• _Provided passage_
Gilenya and PML: cause, effect and risk

Today the FDA followed up on a case of progressive multifocal leukoencephalopathy (PML) in a multiple sclerosis (MS) patient, first reported in July, by announcing an investigation. FiercePharma spelled it out as follows: 

Novartis’ MS drug Gilenya tied to rare brain infection FDA sends out alert
That’s a pretty scary headline, and the news drifted across twitter streams like a dry fly on a light tippet. Novartis quickly declared that there was no indication that Gilenya caused the rare brain infection, the patient was on co-medications, had been given intravenous steroid treatment, etc. etc. 

Lets back up. 

PML is caused by an infection of the JC virus within the central nervous system (CNS). PML is common and almost always benign, unless it occurs in a patient who in severely immunosuppressed. Of note, PML first came to public attention in the early days of the AIDs epidemic, appearing in HIV patients whose disease had progressed to the point that they had no more T cells in circulation. T cells are a critical arm of the immune system, that, along with B cells and other cells, control pathogen infections, including viral infections.   

MS, as readers know, is a chronic inflammatory autoimmune disease in which T cells, B cells and other components of the immune system engage in a deranged attack on the CNS, particularly targeting the myelin and other proteins that encase neurons in a sheath (thus, the myelin sheath). Neurons stripped of myelin do not signal properly and die off pretty quickly. The disease occurs in flares, geographically localized. The product of a flare is a “lesion” within the CNS, where the effect of demyelination and neuronal die back can be visualized by an MRI image.

• _Check your understanding_
(a) Could you rewrite the stretch of the Gilenya and PML article that opens with the words containing "Novartis’ MS drug" and closes with "Lets back up.", putting "uncommon brain infection" in place of "rare brain infection"?
(b) Can you carry on the Gilenya and PML article from where it stops?

Text-to-region grounding data
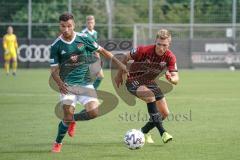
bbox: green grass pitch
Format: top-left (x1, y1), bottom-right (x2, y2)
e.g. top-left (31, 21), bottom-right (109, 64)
top-left (0, 69), bottom-right (240, 160)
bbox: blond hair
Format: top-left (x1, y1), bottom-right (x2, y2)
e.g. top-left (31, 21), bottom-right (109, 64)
top-left (156, 29), bottom-right (172, 42)
top-left (86, 15), bottom-right (95, 21)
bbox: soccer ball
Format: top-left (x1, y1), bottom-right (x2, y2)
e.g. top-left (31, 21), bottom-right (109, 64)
top-left (124, 129), bottom-right (145, 150)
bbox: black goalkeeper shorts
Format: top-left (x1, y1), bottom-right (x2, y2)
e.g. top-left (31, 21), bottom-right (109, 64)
top-left (126, 80), bottom-right (164, 101)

• _Responses by task_
(a)
Novartis’ MS drug Gilenya tied to uncommon brain infection FDA sends out alert
That’s a pretty scary headline, and the news drifted across twitter streams like a dry fly on a light tippet. Novartis quickly declared that there was no indication that Gilenya caused the uncommon brain infection, the patient was on co-medications, had been given intravenous steroid treatment, etc. etc. 

Lets back up.

(b)
So, immune system cells, particularly T cells, are necessary for protection from JC-virus induced PML on the one hand, and cause MS flares and lesions on the other hand. It should be noted that more flares = more lesions = MS relapse or progression = more disability. 

The interplay of immune defense or immune surveillance and the pathology of MS first came to light with the development of two powerful immune modulating agents: Tysabritmand Rituxantm. Tysabri is a monoclonal antibody to the alpha4beta1 integrin (thus, a4b1) developed by Elan and licensed to Biogen. Tysabri is the single most potent agent developed to date for the treatment of MS, and its mechanism of action suggests why this is so. T cells use the a4b1 integrin to migrate out of circulation and across cell layers like endothelium. To gain access to the CNS, T cells must cross an endothelial cell membrane, a layer of basement membrane and then an epithelial cell membrane. This collection of barriers between the circulation and the CNS is called the blood-brain barrier. Importantly, a4b1 is necessary for efficient trafficking of T cells out of circulation and into the CNS (also into the lung, the gut mucosa and other tissues). When a4b1 is blocked by treatment with Tysabri, which binds and neutralizes a4b1, T cell movement out of circulation is effectively stopped. Indeed one of the first effects of Tysabri treatment is a rapid increase on the white blood cell count, as T cells excluded from tissues begin to accumulate in the bloodstream (and lymph).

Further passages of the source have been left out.